━━━ Stored data ━━━
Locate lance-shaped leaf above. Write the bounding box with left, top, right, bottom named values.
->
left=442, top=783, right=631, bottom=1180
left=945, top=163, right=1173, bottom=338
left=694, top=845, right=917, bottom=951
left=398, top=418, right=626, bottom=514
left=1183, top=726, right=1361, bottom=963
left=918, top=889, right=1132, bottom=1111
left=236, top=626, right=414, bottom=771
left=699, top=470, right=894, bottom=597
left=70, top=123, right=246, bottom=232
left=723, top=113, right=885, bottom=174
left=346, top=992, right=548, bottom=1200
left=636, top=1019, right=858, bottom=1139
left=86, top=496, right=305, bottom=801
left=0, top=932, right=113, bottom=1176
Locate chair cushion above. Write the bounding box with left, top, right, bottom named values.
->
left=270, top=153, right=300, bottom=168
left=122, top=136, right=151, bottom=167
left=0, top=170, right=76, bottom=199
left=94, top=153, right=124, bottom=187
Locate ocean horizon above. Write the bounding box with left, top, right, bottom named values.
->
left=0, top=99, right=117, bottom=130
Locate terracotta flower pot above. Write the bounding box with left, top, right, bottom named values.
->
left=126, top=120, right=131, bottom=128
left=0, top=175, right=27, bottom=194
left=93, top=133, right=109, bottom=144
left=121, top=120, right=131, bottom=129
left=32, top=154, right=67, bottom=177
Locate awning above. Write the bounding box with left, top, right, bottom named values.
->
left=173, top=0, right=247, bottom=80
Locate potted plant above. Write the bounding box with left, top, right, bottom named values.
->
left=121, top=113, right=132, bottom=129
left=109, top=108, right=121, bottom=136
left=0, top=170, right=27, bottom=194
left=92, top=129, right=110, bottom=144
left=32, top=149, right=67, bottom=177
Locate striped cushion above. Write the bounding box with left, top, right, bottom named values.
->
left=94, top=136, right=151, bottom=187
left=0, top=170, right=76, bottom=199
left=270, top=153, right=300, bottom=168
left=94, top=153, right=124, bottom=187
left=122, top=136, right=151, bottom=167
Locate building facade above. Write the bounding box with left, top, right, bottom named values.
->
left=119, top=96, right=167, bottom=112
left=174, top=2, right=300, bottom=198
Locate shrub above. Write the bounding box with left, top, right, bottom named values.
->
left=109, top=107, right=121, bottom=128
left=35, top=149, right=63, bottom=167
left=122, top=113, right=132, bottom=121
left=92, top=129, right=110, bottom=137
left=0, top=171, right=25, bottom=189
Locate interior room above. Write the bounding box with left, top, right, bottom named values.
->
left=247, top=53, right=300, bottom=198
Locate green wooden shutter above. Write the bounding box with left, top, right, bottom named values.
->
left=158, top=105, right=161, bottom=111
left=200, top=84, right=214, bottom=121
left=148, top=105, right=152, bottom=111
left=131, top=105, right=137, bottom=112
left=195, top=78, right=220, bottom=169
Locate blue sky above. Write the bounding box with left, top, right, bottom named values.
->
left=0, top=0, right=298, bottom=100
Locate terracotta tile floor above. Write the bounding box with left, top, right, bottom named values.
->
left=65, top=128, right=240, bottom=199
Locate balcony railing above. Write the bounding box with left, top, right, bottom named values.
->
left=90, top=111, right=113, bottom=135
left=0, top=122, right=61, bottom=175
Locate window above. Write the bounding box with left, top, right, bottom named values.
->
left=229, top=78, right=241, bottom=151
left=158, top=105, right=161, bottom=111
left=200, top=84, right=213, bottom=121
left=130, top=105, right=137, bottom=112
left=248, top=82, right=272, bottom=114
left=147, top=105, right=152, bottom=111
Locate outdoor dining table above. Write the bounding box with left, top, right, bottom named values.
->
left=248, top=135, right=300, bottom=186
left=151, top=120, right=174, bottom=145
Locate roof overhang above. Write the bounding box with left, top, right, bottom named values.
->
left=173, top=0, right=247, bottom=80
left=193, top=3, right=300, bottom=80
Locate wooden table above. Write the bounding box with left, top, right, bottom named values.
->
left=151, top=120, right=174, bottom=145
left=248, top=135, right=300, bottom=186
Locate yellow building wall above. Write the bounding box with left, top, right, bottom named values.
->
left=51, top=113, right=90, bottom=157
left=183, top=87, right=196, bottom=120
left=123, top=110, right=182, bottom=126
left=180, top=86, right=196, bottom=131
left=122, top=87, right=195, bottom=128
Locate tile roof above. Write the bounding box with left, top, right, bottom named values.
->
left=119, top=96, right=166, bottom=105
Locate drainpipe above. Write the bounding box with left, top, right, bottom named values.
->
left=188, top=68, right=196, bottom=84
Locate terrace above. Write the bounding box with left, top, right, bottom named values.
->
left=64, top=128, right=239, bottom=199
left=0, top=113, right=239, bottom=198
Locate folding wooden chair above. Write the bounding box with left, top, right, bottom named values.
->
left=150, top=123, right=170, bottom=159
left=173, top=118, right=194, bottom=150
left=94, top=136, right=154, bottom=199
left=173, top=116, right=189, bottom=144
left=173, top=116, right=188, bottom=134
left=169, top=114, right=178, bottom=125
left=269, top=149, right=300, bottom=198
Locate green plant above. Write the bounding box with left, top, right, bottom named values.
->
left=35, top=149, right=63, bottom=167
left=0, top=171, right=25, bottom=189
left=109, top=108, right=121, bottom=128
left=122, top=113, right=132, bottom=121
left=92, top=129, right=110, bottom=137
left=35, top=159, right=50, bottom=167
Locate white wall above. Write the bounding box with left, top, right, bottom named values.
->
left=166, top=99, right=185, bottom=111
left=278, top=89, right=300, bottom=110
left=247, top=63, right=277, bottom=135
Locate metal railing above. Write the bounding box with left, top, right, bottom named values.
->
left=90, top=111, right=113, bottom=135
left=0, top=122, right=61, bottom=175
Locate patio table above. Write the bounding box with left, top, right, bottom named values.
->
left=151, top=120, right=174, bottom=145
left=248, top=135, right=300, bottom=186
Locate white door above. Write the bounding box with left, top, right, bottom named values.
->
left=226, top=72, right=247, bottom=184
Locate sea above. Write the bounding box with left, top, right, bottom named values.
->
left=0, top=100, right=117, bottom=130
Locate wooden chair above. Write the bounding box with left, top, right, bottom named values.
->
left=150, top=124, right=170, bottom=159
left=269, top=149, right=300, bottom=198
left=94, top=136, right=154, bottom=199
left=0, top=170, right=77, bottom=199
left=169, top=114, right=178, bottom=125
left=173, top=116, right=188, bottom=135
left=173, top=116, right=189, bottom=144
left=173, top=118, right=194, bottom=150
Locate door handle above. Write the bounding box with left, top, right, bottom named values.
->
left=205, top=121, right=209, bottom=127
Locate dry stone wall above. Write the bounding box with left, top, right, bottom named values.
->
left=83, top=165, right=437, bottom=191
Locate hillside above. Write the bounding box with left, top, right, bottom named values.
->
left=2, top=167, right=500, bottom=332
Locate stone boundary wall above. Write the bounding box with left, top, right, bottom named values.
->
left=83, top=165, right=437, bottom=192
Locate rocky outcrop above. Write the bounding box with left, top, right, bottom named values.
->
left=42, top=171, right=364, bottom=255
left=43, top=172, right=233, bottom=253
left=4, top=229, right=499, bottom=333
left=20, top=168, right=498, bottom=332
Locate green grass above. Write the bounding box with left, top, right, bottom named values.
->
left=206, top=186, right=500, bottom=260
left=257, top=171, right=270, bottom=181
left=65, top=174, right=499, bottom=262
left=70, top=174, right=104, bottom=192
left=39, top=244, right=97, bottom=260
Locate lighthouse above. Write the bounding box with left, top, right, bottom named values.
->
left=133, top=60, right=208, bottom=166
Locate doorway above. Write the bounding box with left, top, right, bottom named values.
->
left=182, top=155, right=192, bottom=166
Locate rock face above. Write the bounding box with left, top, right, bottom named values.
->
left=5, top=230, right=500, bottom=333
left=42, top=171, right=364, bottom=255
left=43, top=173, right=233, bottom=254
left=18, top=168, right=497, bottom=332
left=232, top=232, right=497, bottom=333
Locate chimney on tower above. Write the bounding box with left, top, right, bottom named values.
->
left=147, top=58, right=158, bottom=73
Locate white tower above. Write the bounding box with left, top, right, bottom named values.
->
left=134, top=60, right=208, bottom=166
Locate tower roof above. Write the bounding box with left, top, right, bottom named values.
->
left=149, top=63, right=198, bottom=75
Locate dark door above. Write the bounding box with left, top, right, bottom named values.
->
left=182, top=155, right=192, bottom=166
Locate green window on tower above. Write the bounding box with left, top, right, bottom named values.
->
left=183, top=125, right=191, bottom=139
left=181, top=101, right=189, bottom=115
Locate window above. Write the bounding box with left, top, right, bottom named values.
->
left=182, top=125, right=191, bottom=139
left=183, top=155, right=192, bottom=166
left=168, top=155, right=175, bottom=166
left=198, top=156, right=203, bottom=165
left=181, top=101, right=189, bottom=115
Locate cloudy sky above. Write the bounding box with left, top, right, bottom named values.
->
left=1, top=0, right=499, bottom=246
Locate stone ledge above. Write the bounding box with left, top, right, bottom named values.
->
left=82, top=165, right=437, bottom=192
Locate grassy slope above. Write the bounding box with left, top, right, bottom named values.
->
━━━
▶ **Work instructions**:
Would you print, exactly as written, every line above from the one holding "Locate balcony railing" through the one holding "Locate yellow building", with both included and no other lines?

▶ **Expected output**:
Locate balcony railing above. Write the bounding box with left, top, right, bottom named values.
->
left=90, top=111, right=113, bottom=135
left=0, top=122, right=61, bottom=175
Locate window above. Write the bounding box with left, top, right, bottom named values.
->
left=229, top=78, right=241, bottom=151
left=158, top=105, right=161, bottom=111
left=200, top=84, right=213, bottom=121
left=130, top=105, right=137, bottom=112
left=248, top=82, right=272, bottom=114
left=147, top=105, right=152, bottom=111
Locate outdoor dining table above. Write the bounding box with left, top, right, bottom named values.
->
left=248, top=135, right=300, bottom=186
left=151, top=120, right=174, bottom=145
Locate roof overhang above. Write the bounding box with left, top, right, bottom named values.
->
left=173, top=0, right=247, bottom=80
left=193, top=3, right=300, bottom=80
Locate wooden table above. Write the bounding box with left, top, right, bottom named values.
->
left=151, top=120, right=174, bottom=145
left=248, top=135, right=300, bottom=186
Locate yellow building wall above. Write the bounding box with left, top, right, bottom named values.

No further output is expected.